[Records from a point labeling set]
● ● ● ●
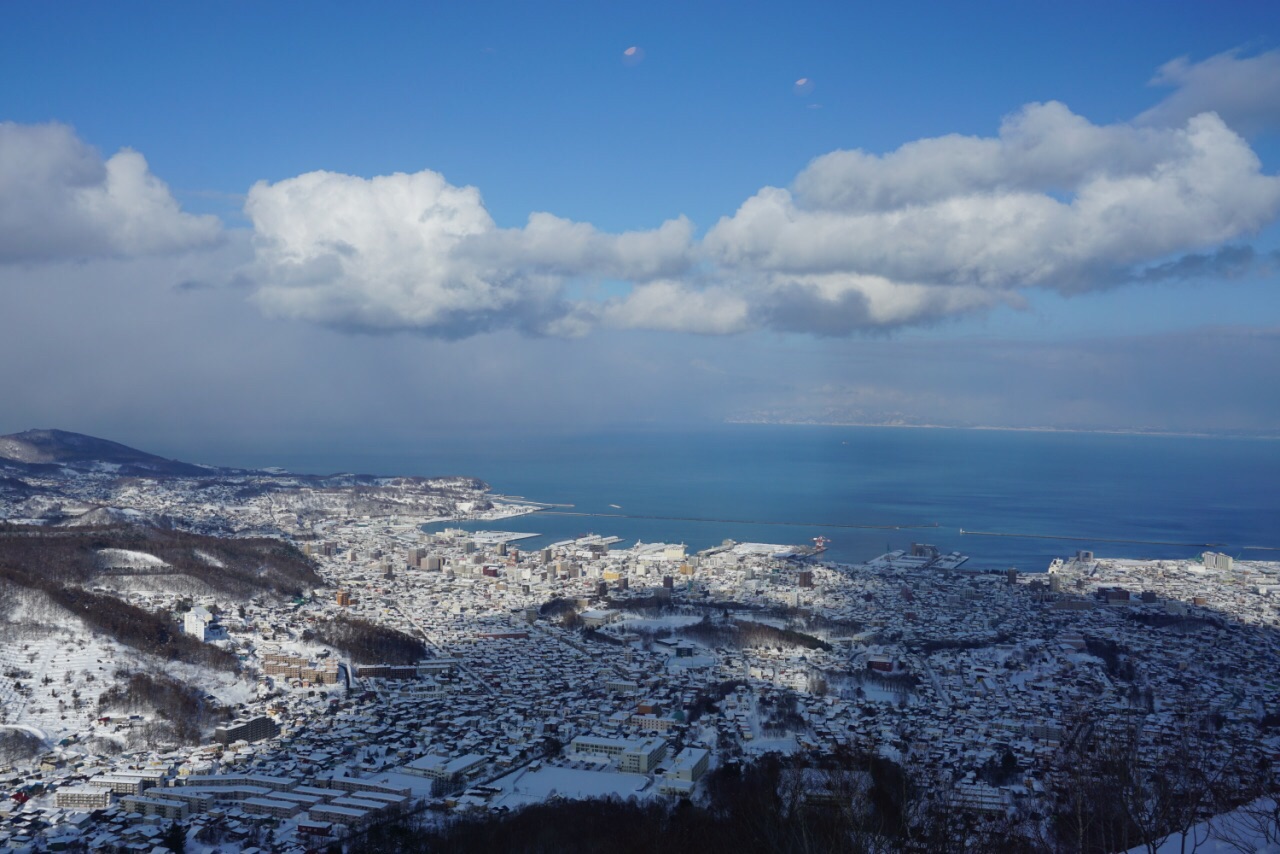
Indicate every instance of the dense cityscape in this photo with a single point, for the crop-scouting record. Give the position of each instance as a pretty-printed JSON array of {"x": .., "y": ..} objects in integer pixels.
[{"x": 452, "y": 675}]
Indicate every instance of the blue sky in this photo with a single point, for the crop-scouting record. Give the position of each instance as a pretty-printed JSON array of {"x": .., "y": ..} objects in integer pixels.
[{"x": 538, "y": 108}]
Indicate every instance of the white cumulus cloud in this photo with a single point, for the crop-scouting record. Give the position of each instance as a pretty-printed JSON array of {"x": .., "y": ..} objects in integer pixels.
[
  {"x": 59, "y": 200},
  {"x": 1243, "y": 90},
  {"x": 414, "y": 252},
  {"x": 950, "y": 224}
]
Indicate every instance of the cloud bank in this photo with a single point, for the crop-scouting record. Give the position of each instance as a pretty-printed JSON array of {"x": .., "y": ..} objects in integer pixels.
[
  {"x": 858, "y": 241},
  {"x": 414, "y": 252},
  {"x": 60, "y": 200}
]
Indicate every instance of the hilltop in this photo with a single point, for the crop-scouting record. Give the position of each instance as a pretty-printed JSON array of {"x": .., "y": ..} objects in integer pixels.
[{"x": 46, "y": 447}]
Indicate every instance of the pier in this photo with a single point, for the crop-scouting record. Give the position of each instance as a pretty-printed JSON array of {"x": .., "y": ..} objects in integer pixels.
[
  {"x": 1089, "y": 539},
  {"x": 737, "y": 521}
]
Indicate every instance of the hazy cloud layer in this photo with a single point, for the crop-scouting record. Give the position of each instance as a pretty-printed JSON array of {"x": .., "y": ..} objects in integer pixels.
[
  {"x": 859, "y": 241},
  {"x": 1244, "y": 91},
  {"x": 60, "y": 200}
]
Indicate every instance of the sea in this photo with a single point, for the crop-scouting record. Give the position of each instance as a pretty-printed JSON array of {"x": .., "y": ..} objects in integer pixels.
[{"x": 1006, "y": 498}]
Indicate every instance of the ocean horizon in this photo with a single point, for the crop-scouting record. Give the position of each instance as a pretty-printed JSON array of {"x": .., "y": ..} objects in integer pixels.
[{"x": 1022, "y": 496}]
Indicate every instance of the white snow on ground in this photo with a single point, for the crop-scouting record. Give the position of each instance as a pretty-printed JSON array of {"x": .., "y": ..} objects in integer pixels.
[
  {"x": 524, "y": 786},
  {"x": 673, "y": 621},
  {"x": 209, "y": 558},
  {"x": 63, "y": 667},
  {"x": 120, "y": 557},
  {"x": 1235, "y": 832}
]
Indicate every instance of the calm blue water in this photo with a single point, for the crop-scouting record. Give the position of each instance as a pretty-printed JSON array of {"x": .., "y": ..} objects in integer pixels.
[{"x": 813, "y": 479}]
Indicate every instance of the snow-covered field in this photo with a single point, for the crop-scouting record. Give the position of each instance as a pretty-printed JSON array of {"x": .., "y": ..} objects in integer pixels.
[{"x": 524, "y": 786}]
● ● ● ●
Everything from the line with "Indicate every instance of the hazy" through the last line of the material above should be echoed exactly, and nothing else.

Indicate every instance of the hazy cloud layer in this photo with a single point, for the crop-scouting record. Give the position of each instance as a pretty-printed JSON array of {"x": .., "y": ..} objects in integer pixels.
[
  {"x": 859, "y": 241},
  {"x": 1244, "y": 91},
  {"x": 60, "y": 200}
]
Indicate every instance of the sea in this photo with a single point, for the crop-scouting record. Give the position of each instance as a pretty-printed JSON array of {"x": .., "y": ..} objects in integer pixels.
[{"x": 1006, "y": 498}]
Indicate every instance of the ocean horizon in this photo with a single point, for the crop-scouting record. Give the position of each instance as a pretty-printed JSON array of {"x": .., "y": ..} objects in integer pixels.
[{"x": 1022, "y": 496}]
Indicate every instance of the white snow on ground in this photo with a single point, for the crop-scouting record. Give the position of each instance as a pretty-printed JSON array of {"x": .., "y": ..} objects in integer pixels.
[
  {"x": 524, "y": 786},
  {"x": 673, "y": 621},
  {"x": 209, "y": 558},
  {"x": 63, "y": 667},
  {"x": 120, "y": 557},
  {"x": 1235, "y": 832}
]
Indicate every instance of the calm blue water in this photo with a single point, for the crop-scouting record. Give the position of each instance as a pretty-printed JSON array of {"x": .., "y": ..} objects in integer pixels.
[{"x": 813, "y": 479}]
Indicate every instance of the snow-covered field in this photo with a single point, for the crop-scouting record. Give the position of each instance as a pretty-printed JSON array of {"x": .., "y": ..} objects in integer pixels.
[{"x": 524, "y": 786}]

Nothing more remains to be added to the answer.